It seems Dr Haikerwal (NEHTA Clinical Lead) as really belled the cat this time!
Thursday, 12 May 2011 16:15
The Federal Government and States have been warned that doctors and other health professionals will require financial incentives to encourage them to fully participate in the Government’s e-health plans and prepare for the introduction of the Personally Controlled Electronic Health Record (PCEHR) according to the e-health transition authority Nehta.
According to Dr Mukesh Haikerwal, a general practitioner and national clinical lead for Nehta; “The need for incentivisation is a given and was in the business case for COAG”. While this week’s Federal Budget did not allocate additional funds to pay doctors to update their IT systems, it didn’t strip money away from the e-health programme either, which has already been funded to the tune of $467 million.
Asked where the financial incentives could come from Dr Haikerwal told iTWire; “Some can come from the $467 million or from other appropriations.” Nehta will have to move quick smart to get an incentive programme up, as the $467 million allocated thus far is supposed to be used by June 2012.

» Supplied records:
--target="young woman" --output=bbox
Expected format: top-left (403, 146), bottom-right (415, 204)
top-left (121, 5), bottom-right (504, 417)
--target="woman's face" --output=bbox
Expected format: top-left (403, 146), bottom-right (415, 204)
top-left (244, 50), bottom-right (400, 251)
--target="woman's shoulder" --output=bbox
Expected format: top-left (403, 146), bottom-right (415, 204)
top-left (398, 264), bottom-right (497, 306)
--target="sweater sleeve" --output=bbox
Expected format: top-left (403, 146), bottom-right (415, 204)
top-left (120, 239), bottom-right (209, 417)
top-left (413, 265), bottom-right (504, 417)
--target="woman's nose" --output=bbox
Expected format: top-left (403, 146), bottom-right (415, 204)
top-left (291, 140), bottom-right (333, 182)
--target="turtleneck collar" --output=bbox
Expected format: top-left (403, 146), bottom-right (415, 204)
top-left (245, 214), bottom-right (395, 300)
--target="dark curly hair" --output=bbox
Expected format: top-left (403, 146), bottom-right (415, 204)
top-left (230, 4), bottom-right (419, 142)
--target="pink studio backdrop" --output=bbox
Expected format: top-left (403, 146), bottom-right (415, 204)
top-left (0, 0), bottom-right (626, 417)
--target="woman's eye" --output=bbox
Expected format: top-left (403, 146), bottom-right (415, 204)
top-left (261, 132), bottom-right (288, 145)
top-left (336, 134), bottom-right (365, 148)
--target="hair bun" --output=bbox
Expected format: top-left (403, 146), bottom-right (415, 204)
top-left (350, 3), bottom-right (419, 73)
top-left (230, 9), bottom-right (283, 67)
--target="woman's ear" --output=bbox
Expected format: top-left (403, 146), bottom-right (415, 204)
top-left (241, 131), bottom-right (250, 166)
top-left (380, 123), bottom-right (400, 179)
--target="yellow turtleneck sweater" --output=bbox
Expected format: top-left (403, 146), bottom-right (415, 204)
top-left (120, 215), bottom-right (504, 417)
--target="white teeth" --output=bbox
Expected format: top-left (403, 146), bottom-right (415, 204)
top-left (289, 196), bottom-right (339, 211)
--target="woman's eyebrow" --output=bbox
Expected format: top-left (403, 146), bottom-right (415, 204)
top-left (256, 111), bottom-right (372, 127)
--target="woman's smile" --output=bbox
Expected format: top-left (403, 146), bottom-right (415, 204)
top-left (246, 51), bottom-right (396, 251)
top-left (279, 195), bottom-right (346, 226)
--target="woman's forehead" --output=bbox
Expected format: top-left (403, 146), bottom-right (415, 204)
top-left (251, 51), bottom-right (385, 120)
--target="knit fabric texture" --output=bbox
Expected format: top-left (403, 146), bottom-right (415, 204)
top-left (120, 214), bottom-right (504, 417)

» Your objective:
Reproduce the e-health news item from "It seems Dr" to "transition authority Nehta.", swapping "financial incentives" for "monetary incentives" throughout.

» Finished task:
It seems Dr Haikerwal (NEHTA Clinical Lead) as really belled the cat this time!
Thursday, 12 May 2011 16:15
The Federal Government and States have been warned that doctors and other health professionals will require monetary incentives to encourage them to fully participate in the Government’s e-health plans and prepare for the introduction of the Personally Controlled Electronic Health Record (PCEHR) according to the e-health transition authority Nehta.